Stored records:
━━━

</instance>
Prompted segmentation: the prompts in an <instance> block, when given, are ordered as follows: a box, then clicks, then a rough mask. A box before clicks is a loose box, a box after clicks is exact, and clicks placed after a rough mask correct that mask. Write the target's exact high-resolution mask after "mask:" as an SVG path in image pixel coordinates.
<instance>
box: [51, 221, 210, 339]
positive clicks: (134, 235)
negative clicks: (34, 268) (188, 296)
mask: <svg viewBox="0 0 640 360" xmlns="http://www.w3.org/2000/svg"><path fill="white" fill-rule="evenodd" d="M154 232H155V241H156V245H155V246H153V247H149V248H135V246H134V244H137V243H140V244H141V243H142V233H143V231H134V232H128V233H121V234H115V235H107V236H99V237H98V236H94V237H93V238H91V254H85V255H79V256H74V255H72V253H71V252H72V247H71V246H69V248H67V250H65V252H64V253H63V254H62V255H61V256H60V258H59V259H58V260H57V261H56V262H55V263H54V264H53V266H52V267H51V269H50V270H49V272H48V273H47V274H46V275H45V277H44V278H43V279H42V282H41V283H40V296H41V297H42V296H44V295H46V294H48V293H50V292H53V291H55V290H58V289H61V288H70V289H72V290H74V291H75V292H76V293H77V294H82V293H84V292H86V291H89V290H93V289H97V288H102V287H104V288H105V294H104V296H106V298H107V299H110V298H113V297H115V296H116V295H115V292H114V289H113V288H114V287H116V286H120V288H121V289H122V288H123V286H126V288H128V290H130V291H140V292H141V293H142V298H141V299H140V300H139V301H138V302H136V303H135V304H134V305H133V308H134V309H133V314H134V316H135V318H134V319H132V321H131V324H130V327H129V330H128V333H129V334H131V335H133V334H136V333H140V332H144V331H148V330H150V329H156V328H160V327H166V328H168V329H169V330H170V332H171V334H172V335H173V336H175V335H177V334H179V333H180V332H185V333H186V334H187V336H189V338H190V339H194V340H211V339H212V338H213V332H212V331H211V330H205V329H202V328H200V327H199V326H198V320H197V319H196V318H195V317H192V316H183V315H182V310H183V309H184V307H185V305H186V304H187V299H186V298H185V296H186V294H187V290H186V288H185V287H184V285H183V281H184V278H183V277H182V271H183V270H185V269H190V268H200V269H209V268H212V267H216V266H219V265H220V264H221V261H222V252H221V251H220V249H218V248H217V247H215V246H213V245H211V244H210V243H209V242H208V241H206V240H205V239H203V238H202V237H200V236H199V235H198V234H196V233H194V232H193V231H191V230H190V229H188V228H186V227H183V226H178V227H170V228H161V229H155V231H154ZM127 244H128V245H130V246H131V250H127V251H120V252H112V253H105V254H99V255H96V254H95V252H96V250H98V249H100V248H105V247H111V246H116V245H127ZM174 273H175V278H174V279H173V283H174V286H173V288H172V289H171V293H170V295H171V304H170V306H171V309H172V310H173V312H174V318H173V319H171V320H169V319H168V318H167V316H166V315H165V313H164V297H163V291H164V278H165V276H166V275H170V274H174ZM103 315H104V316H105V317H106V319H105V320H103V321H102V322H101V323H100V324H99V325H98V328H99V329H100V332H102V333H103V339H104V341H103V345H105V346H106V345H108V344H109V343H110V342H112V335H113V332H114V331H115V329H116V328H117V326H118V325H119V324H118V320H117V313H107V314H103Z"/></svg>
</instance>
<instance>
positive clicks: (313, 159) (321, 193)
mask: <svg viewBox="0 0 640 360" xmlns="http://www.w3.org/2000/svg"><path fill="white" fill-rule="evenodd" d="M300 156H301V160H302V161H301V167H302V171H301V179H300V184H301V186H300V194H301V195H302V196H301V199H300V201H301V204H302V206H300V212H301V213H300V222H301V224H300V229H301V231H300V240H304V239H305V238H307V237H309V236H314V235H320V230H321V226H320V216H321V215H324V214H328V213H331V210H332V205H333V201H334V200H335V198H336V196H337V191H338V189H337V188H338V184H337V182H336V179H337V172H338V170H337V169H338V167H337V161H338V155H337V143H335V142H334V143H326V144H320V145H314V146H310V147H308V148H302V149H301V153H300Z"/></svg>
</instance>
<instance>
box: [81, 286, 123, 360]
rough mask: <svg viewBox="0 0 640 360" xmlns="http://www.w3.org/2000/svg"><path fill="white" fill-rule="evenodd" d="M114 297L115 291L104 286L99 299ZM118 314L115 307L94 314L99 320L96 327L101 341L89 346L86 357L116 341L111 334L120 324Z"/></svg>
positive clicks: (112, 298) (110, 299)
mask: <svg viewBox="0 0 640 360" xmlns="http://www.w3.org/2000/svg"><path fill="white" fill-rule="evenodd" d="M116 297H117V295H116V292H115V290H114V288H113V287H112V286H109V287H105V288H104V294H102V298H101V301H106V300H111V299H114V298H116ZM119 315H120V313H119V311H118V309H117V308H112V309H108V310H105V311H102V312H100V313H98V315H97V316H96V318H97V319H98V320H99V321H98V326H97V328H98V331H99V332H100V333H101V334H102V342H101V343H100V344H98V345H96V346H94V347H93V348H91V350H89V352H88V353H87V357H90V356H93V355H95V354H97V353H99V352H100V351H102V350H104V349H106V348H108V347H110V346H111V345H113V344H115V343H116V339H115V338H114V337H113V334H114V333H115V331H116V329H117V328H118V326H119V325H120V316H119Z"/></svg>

━━━

=== Directions for this task ===
Exactly the lines from the one containing "box: [81, 286, 123, 360]" through the end of the records above are to be printed, and no others.

=== Result of the task ===
box: [81, 286, 123, 360]
rough mask: <svg viewBox="0 0 640 360" xmlns="http://www.w3.org/2000/svg"><path fill="white" fill-rule="evenodd" d="M114 297L115 291L104 286L99 299ZM118 314L115 307L94 314L99 320L96 327L101 341L89 346L86 357L116 341L111 334L120 324Z"/></svg>
positive clicks: (112, 298) (110, 299)
mask: <svg viewBox="0 0 640 360" xmlns="http://www.w3.org/2000/svg"><path fill="white" fill-rule="evenodd" d="M116 297H117V295H116V292H115V290H114V288H113V287H112V286H109V287H105V288H104V294H102V298H101V301H106V300H111V299H114V298H116ZM119 315H120V313H119V311H118V309H117V308H112V309H108V310H105V311H102V312H100V313H98V315H97V316H96V318H97V319H98V320H99V321H98V326H97V328H98V331H99V332H100V333H101V334H102V342H101V343H100V344H98V345H96V346H94V347H93V348H91V350H89V352H88V353H87V357H90V356H93V355H95V354H97V353H99V352H100V351H102V350H104V349H106V348H108V347H110V346H111V345H113V344H115V343H116V339H115V338H114V337H113V334H114V333H115V331H116V329H117V328H118V326H119V325H120V316H119Z"/></svg>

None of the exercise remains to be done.